» WRITTEN INSTRUCTION
List each line of the material below that contains the string "pixel".
-- START OF DATASET ENTRIES --
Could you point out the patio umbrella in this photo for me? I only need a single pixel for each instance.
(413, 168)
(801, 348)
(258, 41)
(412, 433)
-- END OF DATASET ENTRIES --
» EXERCISE ANSWER
Could you point out the patio umbrella in this photo for me? I only need a single pixel for each instance.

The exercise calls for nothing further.